╭─ SOURCE DATA
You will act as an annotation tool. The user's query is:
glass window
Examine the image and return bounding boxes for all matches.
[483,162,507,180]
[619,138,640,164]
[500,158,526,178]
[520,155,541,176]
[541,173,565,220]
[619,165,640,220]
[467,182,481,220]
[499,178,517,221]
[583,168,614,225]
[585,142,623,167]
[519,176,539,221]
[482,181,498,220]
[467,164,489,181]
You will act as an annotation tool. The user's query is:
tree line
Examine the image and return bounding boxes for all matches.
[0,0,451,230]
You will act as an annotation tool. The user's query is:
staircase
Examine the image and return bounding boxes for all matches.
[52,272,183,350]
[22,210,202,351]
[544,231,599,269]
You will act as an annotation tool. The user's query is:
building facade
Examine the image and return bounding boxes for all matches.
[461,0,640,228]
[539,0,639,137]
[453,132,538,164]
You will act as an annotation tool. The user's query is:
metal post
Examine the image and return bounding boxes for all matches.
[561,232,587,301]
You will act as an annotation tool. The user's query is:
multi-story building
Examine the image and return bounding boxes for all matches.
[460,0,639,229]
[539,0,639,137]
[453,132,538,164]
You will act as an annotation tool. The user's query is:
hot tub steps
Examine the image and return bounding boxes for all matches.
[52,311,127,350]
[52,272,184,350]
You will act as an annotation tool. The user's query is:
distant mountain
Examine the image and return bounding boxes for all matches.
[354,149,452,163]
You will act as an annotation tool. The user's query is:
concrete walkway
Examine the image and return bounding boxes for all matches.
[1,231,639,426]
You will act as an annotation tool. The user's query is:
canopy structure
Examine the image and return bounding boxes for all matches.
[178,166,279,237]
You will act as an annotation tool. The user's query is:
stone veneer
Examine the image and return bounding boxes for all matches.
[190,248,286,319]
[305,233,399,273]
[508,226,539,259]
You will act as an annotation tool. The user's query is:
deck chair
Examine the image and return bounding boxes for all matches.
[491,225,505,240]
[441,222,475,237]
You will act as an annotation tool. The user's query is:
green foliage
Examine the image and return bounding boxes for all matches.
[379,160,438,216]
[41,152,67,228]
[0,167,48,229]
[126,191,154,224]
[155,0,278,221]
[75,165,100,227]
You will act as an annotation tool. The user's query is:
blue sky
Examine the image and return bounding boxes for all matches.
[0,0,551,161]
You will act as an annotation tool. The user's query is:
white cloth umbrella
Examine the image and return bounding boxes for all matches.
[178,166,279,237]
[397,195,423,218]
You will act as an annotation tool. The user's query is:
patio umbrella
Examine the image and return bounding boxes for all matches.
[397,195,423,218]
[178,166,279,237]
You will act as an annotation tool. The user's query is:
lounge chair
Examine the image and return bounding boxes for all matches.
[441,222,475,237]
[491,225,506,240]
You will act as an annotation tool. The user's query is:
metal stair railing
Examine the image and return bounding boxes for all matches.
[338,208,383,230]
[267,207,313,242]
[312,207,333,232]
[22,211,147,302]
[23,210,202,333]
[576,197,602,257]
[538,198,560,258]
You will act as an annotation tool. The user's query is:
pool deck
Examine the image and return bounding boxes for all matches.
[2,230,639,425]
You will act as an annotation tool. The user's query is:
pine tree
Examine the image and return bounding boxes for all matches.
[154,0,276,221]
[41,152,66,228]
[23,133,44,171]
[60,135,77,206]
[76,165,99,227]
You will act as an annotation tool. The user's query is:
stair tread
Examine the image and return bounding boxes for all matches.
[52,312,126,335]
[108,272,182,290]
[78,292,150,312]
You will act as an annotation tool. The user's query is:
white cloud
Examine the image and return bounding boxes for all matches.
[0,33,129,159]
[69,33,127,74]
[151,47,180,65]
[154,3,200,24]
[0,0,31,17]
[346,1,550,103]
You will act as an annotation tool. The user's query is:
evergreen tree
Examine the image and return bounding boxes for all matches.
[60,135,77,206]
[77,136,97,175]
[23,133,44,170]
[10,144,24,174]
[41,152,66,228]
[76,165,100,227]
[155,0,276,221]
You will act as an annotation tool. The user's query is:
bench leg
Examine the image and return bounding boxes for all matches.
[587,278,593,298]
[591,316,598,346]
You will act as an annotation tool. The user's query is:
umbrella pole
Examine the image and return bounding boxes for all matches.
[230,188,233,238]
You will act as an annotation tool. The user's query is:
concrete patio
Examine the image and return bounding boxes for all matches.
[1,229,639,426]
╰─
WHAT YOU ARE ASKED TO DO - Could you quote the material above in full, exactly as it stands?

RESULT OF THE EXERCISE -
You will act as an annotation tool. The user's query is:
glass window
Examine the image and return bounding boxes for all matches.
[483,162,507,180]
[619,138,640,164]
[500,158,526,178]
[520,155,541,176]
[541,173,565,220]
[619,165,640,220]
[467,182,481,220]
[499,178,517,221]
[583,168,614,225]
[585,142,623,167]
[519,176,539,221]
[482,181,498,220]
[467,164,489,181]
You will act as an annotation tool. The user's query is:
tree line
Examine the image and return bounding boxes for all matches.
[0,0,451,230]
You will act as an annotation tool. The user's query is:
staircase
Examine the image and return bounding boxes for all matches.
[52,272,183,350]
[22,210,202,351]
[544,231,599,269]
You will act as an annotation tool. The user's query is:
building facade
Examine the image and return bounding boxes for all matches.
[461,0,640,228]
[539,0,639,137]
[453,132,538,164]
You will act as an annotation tool. The user's query is:
metal post
Examine the image and return bounding boxes for all matches.
[561,232,587,301]
You will act as an annotation tool. The user's query is:
multi-story building
Examine the image and return bounding boxes for all matches.
[460,0,639,229]
[539,0,639,137]
[453,132,538,164]
You will act as an annotation tool. The user's query is:
hot tub steps
Examine the image and return bounding boxes for all matches.
[52,311,127,350]
[52,272,184,350]
You will act as an annotation tool. The user's query is:
distant mountain
Examine the image and return bounding boxes for all matches.
[354,149,452,163]
You will act as an annotation tool. The user's query is:
concrete walkway
Examine the image and return bounding boxes for all matches.
[1,231,639,426]
You will act as an annotation tool. The user's query is:
canopy structure
Examine the image and return bounding boxes for all matches.
[178,166,279,237]
You will act as an annotation tool. The user's query is:
stone veneer
Examine the image and return bounding boxes for all matches.
[190,248,286,319]
[305,233,399,273]
[508,226,539,259]
You will act as an annotation tool. The user's query is:
deck chair
Examine the image and return bounding boxes for all matches.
[491,225,505,240]
[441,222,475,237]
You will act as an annotation tool. The user's query is:
green foliage
Examine the image and return bounding boxes for all matches.
[379,160,438,216]
[41,152,67,228]
[0,167,48,229]
[126,191,154,224]
[155,0,278,221]
[75,165,100,227]
You will act as an annotation tool. The user's query is:
blue sky
Examine the image and return bounding boxes for all matches.
[0,0,551,161]
You will act as an annotation tool. The user's query is:
white cloth umbrella
Examine the image and return bounding boxes for all matches.
[178,166,279,237]
[397,195,423,218]
You will act as an annotation tool. The user's query is:
patio umbrella
Examine the image and return bounding boxes for all matches.
[397,195,423,218]
[178,166,279,237]
You will act as an annotation tool. The user's query is:
lounge chair
Examine the image and return bounding boxes for all matches.
[441,222,475,237]
[491,225,506,240]
You will act as an annotation tool. The user's query is:
metal stair railing
Examine the image and return bounding boxes for all matches.
[338,208,383,230]
[267,207,313,242]
[312,207,333,232]
[22,211,147,302]
[23,210,202,333]
[576,197,602,257]
[538,198,560,258]
You will act as an annotation tool. The user's query is:
pool deck
Examine the image and return bounding boxes for all matches.
[2,230,639,425]
You will act as an annotation tool. The user's query is:
pine tree
Examine the image and return bounding boxes for all matches.
[154,0,276,221]
[41,152,66,228]
[23,133,44,171]
[60,135,77,206]
[76,165,99,227]
You will act as an annotation tool. The user's query is:
stair tread
Examine the image and return bounding boxes for all matches.
[52,312,126,335]
[108,272,182,290]
[78,292,150,312]
You will act as an annotation tool. The user's query is:
white cloud
Examine the image and return bounding boxes for all matches.
[0,33,129,159]
[69,33,127,74]
[151,47,180,65]
[154,3,200,24]
[0,0,31,17]
[346,1,550,103]
You will act as an annotation tool. The user's query is:
evergreen tree
Examine the image and return bounding boxes for all matches.
[60,135,77,206]
[77,136,97,175]
[23,133,44,170]
[10,144,24,174]
[41,152,66,228]
[76,165,100,227]
[155,0,276,221]
You will act as an annotation tool. The user's query is:
bench leg
Examine the image and return bounding boxes for all matches.
[587,278,593,298]
[591,316,598,346]
You will act as an annotation tool. The user's query is:
umbrella pole
Examine the image and return bounding boxes for all matches.
[230,188,233,238]
You will act as an annotation tool. The user's query is:
concrete patio
Examine the image and return bounding boxes for all matches.
[1,229,639,426]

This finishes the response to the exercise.